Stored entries
____________________

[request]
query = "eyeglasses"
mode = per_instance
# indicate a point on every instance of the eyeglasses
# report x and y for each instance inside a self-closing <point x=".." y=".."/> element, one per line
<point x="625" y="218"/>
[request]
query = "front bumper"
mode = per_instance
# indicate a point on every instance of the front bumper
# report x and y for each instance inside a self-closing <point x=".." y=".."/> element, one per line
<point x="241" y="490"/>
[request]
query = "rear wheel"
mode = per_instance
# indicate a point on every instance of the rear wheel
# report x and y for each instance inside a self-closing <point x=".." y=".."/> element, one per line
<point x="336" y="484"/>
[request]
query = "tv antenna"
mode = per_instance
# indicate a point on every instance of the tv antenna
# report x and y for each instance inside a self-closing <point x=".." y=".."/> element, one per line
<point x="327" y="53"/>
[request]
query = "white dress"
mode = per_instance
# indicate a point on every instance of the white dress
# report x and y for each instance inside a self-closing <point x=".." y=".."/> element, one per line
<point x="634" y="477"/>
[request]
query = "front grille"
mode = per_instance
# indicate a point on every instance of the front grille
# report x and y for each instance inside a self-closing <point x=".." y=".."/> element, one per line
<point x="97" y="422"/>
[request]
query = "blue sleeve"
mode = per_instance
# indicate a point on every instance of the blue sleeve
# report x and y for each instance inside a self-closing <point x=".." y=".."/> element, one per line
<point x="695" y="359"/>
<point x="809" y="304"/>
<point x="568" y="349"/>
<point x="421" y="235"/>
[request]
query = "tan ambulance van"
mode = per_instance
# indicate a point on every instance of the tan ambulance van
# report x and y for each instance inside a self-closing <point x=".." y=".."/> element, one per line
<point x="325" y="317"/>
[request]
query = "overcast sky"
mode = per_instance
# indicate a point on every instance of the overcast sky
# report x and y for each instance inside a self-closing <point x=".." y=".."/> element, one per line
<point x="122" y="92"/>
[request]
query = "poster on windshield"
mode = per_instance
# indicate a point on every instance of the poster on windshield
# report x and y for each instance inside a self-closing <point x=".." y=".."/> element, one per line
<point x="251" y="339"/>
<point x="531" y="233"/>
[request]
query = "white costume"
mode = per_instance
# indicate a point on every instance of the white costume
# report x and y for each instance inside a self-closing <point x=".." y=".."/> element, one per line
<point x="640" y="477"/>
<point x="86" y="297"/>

____________________

**ACTIVITY**
Each record above should be set down again in its exact wording.

**SOLUTION TO THIS PROBLEM**
[request]
query = "eyeglasses"
mode = per_instance
# indicate a point on every instance of the eyeglasses
# report x and y for each instance inside a self-closing <point x=".." y=".."/> element, one per line
<point x="625" y="218"/>
[request]
query = "front bumper"
mode = per_instance
# indicate a point on every instance of the front bumper
# report x and y for each instance inside a self-closing <point x=".." y=".."/> element, one per line
<point x="241" y="490"/>
[request]
query = "rear wheel"
mode = per_instance
# indicate a point on every instance of the rear wheel
# report x and y for each instance inside a self-closing <point x=".." y=".."/> element, one per line
<point x="336" y="484"/>
[request]
query = "tv antenna"
mode = per_instance
# indicate a point on every instance of the tv antenna
# report x and y for each instance inside a self-closing <point x=".." y=".."/> element, one per line
<point x="327" y="53"/>
[request]
query = "white dress"
mode = per_instance
# indicate a point on every instance of the white dress
# report x and y for each instance inside a self-closing <point x=".." y=".."/> element, one per line
<point x="634" y="477"/>
[request]
query = "front grille"
mode = per_instance
# indicate a point on every instance of the front grille
# report x and y for each instance inside a self-closing <point x=".." y=".."/> element, one per line
<point x="97" y="422"/>
[request]
query = "blue sleeve"
mode = per_instance
# indicate a point on every instance of the blue sleeve
# report x and y for each instance inside a self-closing <point x=".." y=".."/> element, one per line
<point x="695" y="359"/>
<point x="809" y="304"/>
<point x="568" y="349"/>
<point x="421" y="235"/>
[request]
query = "tan ambulance van"
mode = per_instance
# indicate a point on every instance of the tan ambulance van
# report x and y for each instance inside a self-closing <point x=".." y=".."/> element, one per line
<point x="325" y="317"/>
[request]
query = "overcast sky"
mode = per_instance
# indicate a point on every instance of the overcast sky
# report x and y for each instance inside a self-closing <point x=".." y=".."/> element, one per line
<point x="122" y="92"/>
[request]
query = "poster on windshield"
mode = per_instance
# indicate a point on every instance of the poster on windshield
# report x and y for each instance inside a self-closing <point x=".." y=".."/> element, one per line
<point x="251" y="339"/>
<point x="531" y="233"/>
[request]
query = "white costume"
mode = per_instance
# indicate a point on every instance of the white costume
# report x and y for each instance inside a self-closing <point x=".." y=".."/> element, one per line
<point x="640" y="477"/>
<point x="86" y="297"/>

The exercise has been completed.